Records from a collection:
◆ ◆ ◆ ◆

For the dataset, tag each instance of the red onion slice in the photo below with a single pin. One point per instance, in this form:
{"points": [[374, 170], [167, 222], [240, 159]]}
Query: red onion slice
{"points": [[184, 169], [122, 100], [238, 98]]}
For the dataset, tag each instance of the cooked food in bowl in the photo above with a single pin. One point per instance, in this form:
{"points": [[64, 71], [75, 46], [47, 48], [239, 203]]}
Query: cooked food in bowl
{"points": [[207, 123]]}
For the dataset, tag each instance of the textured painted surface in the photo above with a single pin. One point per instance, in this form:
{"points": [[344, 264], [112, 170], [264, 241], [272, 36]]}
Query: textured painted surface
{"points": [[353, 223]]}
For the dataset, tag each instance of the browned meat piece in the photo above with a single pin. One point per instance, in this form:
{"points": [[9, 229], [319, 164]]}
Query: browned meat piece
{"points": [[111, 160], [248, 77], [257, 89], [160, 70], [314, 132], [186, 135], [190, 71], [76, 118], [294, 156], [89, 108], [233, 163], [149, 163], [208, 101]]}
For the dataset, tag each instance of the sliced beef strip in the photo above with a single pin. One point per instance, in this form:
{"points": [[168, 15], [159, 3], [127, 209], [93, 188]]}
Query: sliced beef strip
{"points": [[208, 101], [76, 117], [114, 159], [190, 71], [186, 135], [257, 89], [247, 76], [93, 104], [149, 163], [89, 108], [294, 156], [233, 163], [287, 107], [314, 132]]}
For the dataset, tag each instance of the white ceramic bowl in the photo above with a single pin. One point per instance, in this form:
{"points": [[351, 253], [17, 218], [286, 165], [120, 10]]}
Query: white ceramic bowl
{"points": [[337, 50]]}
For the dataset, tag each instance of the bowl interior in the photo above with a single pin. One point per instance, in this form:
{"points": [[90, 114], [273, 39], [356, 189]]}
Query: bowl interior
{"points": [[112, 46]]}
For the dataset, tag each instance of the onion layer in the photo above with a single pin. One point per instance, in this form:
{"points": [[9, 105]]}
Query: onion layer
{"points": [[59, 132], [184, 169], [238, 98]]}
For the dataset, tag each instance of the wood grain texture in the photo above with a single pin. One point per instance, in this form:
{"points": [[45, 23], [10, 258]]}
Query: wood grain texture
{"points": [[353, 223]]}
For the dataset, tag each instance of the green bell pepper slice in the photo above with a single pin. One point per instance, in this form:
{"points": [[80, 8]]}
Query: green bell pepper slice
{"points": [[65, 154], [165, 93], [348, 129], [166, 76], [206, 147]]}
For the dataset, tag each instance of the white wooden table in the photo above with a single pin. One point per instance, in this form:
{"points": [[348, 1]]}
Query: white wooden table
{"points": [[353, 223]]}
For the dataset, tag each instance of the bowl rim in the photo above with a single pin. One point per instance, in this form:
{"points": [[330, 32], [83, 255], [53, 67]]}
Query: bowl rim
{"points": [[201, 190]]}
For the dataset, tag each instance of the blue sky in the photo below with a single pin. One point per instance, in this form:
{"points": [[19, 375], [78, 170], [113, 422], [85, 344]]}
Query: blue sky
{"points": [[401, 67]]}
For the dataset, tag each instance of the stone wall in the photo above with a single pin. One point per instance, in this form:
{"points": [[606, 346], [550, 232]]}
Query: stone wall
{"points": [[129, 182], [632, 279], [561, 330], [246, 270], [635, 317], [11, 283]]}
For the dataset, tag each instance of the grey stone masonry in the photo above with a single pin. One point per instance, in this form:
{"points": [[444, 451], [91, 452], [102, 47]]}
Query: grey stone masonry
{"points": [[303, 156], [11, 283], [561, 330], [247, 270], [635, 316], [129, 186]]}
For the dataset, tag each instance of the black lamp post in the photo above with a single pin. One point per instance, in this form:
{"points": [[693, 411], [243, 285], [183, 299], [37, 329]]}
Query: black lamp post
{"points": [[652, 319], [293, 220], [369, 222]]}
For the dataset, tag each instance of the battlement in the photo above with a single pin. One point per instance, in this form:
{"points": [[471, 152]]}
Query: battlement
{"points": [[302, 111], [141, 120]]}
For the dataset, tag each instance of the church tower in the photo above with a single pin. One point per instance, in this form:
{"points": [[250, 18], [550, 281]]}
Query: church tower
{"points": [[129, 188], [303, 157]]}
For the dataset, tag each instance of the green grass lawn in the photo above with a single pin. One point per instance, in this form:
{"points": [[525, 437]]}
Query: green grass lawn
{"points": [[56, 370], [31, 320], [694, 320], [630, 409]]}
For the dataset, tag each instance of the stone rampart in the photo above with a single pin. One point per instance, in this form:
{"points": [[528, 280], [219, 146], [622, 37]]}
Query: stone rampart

◆ ◆ ◆ ◆

▸ Stated exercise
Give again, word for word, every line from the one holding "For the dataset, tag each instance of the black" to the end of the data.

▸ Response for this exercise
For the dataset, tag each instance of the black lamp post in the photo above with a single pin. One point per instance, in this form:
{"points": [[693, 411], [243, 285], [183, 299], [37, 329]]}
Query: black lamp post
{"points": [[652, 319], [293, 220], [369, 222]]}
For the dataset, tag each instance of the battlement in the photo above with a single pin. One point per instance, in this form:
{"points": [[471, 152]]}
Query: battlement
{"points": [[302, 111], [141, 120]]}
For the dataset, tag each instance of the church tower in the photo above with a single pin. One point per instance, in this form:
{"points": [[250, 18], [550, 281]]}
Query: church tower
{"points": [[129, 188], [303, 157]]}
For the dataset, tag each instance of the green grass lawn in the photo above with a single pin. One point per instance, in this form:
{"points": [[525, 437]]}
Query: green grass lawn
{"points": [[56, 370], [31, 320], [694, 320], [630, 409]]}
For the dataset, tag each instance of the stone rampart in the photo above with a single pin. One point per instance, in this form:
{"points": [[528, 280], [219, 146], [622, 37]]}
Query: stone rampart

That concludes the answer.